Problem statement ::
Would you copy out each line of the records below that includes the word "door"?

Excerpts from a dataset
———
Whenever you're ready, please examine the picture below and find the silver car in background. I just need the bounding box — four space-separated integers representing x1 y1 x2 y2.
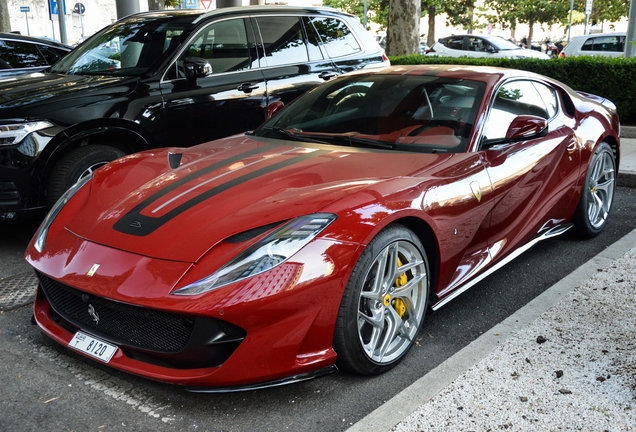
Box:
426 34 549 59
559 32 625 58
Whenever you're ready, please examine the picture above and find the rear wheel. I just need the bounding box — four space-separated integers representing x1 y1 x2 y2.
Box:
333 225 429 375
47 145 125 207
572 142 616 237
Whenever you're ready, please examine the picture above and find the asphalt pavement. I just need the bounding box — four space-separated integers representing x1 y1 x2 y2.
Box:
351 129 636 431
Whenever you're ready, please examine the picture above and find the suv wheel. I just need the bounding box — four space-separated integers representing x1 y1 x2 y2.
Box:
47 145 125 207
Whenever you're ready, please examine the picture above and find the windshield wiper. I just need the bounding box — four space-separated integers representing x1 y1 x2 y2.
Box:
261 127 329 144
316 133 397 150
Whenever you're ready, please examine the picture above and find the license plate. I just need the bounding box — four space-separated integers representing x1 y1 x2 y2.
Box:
69 331 118 363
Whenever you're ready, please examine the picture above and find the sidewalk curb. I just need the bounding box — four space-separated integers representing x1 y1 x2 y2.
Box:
618 125 635 187
348 227 636 432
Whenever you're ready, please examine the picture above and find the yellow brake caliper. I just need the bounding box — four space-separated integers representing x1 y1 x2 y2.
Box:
392 258 408 318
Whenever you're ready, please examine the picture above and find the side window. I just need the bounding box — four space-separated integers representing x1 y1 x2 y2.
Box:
582 35 623 52
444 37 464 50
309 17 361 58
468 37 487 52
302 16 326 61
532 82 558 118
38 46 67 65
0 40 48 68
483 81 550 141
182 19 254 75
256 16 309 66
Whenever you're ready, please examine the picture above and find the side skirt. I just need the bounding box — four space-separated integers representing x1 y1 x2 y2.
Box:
431 223 573 311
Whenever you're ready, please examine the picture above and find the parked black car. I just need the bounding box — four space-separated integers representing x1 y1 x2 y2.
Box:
0 7 388 222
0 32 71 77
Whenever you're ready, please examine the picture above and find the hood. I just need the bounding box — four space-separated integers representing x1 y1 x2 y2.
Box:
64 136 451 262
0 72 135 116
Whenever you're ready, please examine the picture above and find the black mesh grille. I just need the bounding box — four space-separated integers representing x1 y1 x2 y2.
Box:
36 271 194 353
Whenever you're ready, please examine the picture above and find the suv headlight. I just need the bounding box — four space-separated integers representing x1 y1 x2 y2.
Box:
0 121 54 146
34 174 92 253
172 213 337 296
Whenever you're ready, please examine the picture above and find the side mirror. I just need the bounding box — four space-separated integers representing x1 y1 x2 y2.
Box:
184 57 212 79
486 45 498 53
266 101 285 120
505 115 548 140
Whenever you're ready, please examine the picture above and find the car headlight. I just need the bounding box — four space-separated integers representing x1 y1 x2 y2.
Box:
0 121 54 146
34 174 92 253
172 213 337 296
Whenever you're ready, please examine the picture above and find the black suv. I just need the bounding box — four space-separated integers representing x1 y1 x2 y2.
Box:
0 33 71 78
0 6 388 222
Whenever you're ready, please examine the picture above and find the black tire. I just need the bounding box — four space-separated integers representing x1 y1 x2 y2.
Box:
47 145 125 207
333 224 430 375
572 142 616 238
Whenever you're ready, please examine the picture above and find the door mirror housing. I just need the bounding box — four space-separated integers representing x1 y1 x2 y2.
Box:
505 115 548 140
482 115 548 148
184 57 212 79
266 101 285 119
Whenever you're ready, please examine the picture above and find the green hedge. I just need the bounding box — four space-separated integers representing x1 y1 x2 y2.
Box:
388 55 636 124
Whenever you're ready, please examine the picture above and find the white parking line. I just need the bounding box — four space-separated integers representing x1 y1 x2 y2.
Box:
33 344 177 424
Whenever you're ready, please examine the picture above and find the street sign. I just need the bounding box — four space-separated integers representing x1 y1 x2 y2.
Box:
73 2 85 15
49 0 66 16
20 6 30 12
586 0 593 15
185 0 197 8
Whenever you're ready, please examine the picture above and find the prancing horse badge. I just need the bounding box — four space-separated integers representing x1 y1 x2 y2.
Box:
470 181 482 202
87 264 100 277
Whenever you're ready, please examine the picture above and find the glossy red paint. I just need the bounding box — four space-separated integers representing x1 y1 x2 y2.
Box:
25 65 620 389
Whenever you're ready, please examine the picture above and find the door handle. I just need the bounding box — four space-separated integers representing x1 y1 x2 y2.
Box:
237 82 259 93
319 71 338 80
566 139 577 154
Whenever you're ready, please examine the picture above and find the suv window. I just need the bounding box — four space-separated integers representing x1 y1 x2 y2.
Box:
443 36 464 51
185 18 255 74
308 17 361 58
256 16 309 67
0 40 49 68
581 35 624 52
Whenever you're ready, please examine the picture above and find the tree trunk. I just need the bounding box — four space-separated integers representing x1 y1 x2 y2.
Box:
528 16 535 48
385 0 420 56
148 0 164 10
427 6 436 47
0 0 11 33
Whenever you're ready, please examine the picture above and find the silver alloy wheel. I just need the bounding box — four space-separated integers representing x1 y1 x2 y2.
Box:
357 240 427 364
586 149 615 229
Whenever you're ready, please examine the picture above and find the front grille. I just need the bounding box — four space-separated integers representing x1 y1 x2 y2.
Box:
0 181 19 204
36 271 194 353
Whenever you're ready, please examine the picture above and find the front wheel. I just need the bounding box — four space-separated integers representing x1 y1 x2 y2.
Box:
572 142 616 238
333 225 430 375
47 145 125 207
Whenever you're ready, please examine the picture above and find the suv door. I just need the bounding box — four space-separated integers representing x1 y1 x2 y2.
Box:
161 17 267 145
252 14 339 108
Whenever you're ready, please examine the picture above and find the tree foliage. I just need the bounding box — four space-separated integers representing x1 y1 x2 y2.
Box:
322 0 389 29
573 0 630 27
482 0 570 42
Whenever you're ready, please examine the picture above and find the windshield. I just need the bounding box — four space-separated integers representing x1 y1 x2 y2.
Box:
489 36 523 51
51 17 192 76
255 74 486 153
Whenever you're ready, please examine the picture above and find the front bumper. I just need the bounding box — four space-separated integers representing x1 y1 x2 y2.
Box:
28 230 357 388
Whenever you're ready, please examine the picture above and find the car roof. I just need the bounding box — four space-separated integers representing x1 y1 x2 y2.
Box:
348 64 547 85
0 32 71 50
571 32 626 40
120 5 354 23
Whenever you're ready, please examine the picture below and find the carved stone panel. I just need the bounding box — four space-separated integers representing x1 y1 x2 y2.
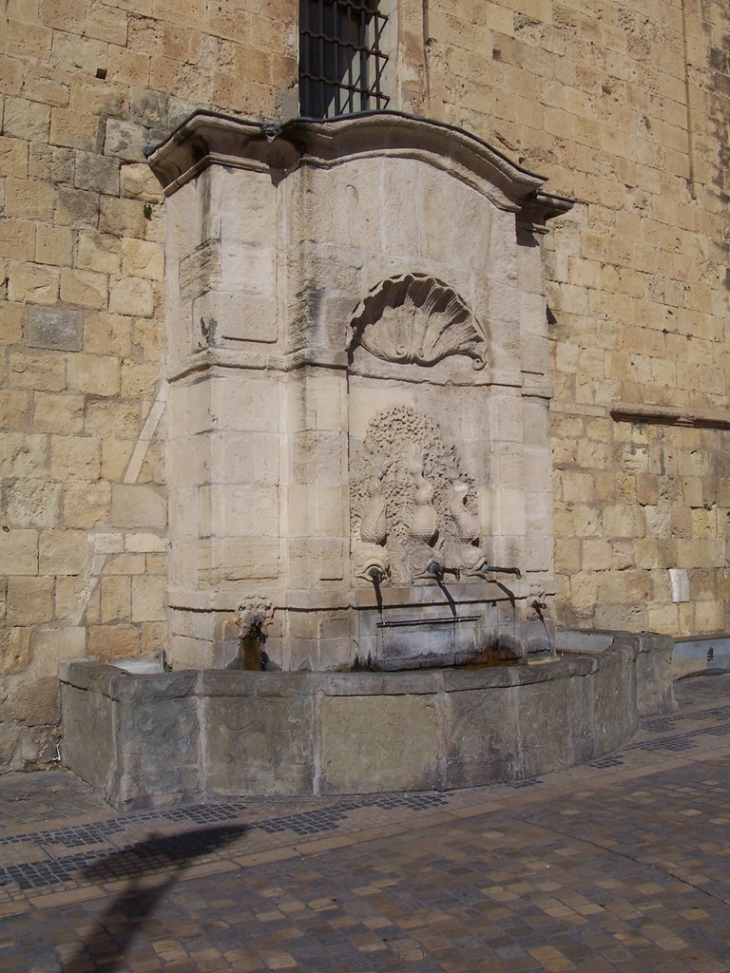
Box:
351 406 488 584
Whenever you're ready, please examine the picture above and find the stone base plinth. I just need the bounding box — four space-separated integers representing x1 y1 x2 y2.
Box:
168 581 552 672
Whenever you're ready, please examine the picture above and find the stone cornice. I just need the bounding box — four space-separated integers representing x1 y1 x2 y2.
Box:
147 110 574 223
611 402 730 430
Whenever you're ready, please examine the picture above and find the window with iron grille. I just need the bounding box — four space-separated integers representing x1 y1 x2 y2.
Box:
299 0 390 118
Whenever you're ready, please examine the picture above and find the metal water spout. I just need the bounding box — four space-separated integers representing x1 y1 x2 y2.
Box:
367 564 384 614
532 599 556 657
426 560 460 582
475 564 521 579
366 565 384 585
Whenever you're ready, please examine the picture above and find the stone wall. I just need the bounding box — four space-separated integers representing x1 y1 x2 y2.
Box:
0 0 297 768
2 0 730 769
417 1 730 637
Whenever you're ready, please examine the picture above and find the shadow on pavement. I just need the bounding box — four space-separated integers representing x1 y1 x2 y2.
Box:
62 823 248 973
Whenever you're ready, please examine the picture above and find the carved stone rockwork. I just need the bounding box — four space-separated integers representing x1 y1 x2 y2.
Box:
235 597 274 670
350 274 487 369
351 406 488 584
236 597 274 638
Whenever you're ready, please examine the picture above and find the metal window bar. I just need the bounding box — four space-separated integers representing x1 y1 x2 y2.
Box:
300 0 389 118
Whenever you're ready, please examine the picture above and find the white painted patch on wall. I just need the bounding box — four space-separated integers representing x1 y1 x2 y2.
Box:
68 379 169 626
124 380 169 483
669 567 690 603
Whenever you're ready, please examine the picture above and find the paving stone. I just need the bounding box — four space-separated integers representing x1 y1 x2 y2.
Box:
1 675 730 970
———
Output below ::
Whenever you're ready, please examine the picture above and find the door mirror housing. I just need the bounding box — four space-separated integers representing x1 y1 x2 y2.
Whenever you're ready, please examine the picture above and find the door handle. I just need the bounding box — four space-separated integers representing x1 y1 x2 y2.
Whenever you're ready, please examine the picture above and find the suv door. I just need the bounding box — four space-separated integers representing x1 y1 x2 y2.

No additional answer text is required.